=== Required work ===
Please reproduce the data below word for word, from the line that contains "baby's ear and report the position of each." through the end of the data.
***** Data shown
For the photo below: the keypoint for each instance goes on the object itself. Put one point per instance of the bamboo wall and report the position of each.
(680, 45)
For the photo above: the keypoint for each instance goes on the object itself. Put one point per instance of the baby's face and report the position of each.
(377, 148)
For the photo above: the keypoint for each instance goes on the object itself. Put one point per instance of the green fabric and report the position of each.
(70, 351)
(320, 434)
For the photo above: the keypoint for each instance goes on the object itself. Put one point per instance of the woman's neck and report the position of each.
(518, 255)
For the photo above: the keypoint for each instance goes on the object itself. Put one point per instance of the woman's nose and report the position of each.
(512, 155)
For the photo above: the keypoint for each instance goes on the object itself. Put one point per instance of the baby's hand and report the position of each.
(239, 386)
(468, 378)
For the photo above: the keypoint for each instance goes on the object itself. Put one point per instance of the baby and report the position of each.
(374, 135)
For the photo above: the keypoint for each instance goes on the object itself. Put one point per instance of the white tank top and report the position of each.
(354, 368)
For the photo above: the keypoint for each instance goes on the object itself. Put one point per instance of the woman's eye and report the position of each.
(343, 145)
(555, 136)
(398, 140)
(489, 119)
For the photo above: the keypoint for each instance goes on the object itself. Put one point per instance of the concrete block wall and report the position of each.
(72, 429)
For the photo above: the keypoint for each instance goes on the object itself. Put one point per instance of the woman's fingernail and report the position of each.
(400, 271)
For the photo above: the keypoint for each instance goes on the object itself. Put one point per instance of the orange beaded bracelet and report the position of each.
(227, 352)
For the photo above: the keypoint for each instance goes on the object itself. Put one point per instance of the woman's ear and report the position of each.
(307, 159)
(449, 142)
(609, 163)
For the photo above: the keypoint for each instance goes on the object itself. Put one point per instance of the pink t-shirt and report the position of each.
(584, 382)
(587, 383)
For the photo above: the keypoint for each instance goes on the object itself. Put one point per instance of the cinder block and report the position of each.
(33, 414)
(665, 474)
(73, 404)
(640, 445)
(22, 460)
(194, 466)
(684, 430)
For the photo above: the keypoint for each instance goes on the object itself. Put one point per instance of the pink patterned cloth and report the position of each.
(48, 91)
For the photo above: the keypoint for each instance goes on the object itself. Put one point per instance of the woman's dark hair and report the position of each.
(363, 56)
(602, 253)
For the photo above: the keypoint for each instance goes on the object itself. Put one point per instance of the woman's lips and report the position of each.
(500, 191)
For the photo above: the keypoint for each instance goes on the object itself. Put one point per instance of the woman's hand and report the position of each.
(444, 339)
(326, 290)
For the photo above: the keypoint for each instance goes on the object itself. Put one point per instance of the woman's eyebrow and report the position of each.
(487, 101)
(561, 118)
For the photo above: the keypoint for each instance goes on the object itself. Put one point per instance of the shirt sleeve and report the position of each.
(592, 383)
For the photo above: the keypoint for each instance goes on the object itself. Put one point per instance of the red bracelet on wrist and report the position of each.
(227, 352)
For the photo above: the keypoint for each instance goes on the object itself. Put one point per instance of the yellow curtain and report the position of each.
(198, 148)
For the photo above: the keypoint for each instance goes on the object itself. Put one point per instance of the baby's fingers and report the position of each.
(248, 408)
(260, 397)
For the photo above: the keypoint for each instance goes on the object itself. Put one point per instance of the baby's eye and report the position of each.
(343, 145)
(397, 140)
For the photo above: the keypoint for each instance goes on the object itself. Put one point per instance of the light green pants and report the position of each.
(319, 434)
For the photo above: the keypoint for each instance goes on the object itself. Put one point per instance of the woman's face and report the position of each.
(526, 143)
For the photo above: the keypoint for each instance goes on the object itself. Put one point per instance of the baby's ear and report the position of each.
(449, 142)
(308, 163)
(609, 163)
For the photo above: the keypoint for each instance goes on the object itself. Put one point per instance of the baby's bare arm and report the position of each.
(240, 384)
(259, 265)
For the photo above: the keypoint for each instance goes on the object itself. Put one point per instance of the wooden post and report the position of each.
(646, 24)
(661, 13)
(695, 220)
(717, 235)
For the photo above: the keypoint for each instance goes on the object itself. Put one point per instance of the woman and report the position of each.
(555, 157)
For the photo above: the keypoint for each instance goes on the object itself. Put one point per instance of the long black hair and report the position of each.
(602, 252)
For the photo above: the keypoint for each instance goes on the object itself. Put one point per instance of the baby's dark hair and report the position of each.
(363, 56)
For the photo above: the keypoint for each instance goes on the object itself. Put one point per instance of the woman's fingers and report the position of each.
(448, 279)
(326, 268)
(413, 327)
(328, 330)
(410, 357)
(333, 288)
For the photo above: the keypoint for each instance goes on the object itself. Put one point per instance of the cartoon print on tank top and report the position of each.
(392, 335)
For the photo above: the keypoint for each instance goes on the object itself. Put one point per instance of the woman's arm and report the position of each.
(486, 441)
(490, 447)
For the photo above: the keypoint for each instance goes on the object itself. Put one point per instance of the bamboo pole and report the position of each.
**********
=== Solution to this task ===
For the photo above: the keypoint for each instance goes on the object itself. Put one point per instance of the baby's ear and report the position of each.
(449, 142)
(308, 163)
(609, 163)
For the photo above: the keypoint for each instance goes on the object itself. Put one point per instance of the baby's bare arm and report the position of each.
(240, 384)
(259, 265)
For the photo above: the keypoint for each instance goes on the object itself. Put one point per instance of the wooden post and report the position of each.
(646, 24)
(661, 13)
(695, 220)
(717, 235)
For the photo above: the keypoint for each instance goes on the object itself. Put one point per instance of the woman and report the position of each.
(555, 157)
For the photo above: the keypoint for each instance goes on the object itself. Put one point per instance of the long black hair and report the position of each.
(602, 252)
For the photo above: the keypoint for each instance goes on the object itself. Put one point per instance of the baby's dark hair and report the position of each.
(363, 56)
For the photo above: the keypoint for each instance goes on the object itself. Put one point per instance of the woman's fingers and report the position of each.
(448, 279)
(326, 268)
(413, 327)
(328, 330)
(410, 357)
(333, 288)
For the photo above: the keypoint for each instance goes on the object itself. Put one point per instance of the cartoon print on tank top and report the position of each.
(392, 335)
For the photo above: the keypoint for each instance goes on the object itself. Put one point per instance of the woman's arm and report the position of each.
(486, 441)
(490, 447)
For the photo above: the keypoint for each instance goes on the object itself. Put one point per instance of the bamboo pole and report the position of each.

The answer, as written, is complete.